Rewrite everything from the line containing "the standing seagull." down to the end of these lines, keeping every line. Scale each coordinate in the answers by 1.2 and round to whole numbers, with halves rounding up.

════════

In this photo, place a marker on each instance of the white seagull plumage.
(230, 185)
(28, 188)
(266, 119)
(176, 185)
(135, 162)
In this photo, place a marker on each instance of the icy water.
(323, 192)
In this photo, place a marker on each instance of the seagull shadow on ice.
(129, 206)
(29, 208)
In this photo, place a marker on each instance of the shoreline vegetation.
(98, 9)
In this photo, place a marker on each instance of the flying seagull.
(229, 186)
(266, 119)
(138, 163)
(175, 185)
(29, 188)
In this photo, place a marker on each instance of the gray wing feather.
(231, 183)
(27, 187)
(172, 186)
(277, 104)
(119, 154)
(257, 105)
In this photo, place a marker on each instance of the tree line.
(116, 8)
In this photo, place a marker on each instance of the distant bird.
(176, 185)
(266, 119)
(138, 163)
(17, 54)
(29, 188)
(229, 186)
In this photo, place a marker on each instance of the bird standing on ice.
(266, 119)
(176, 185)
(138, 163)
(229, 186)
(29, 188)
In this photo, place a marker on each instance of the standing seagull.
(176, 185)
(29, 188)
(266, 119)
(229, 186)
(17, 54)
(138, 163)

════════

Expected answer:
In this photo, place a marker on each instance of the standing seagull.
(211, 222)
(35, 226)
(319, 143)
(275, 223)
(20, 65)
(166, 196)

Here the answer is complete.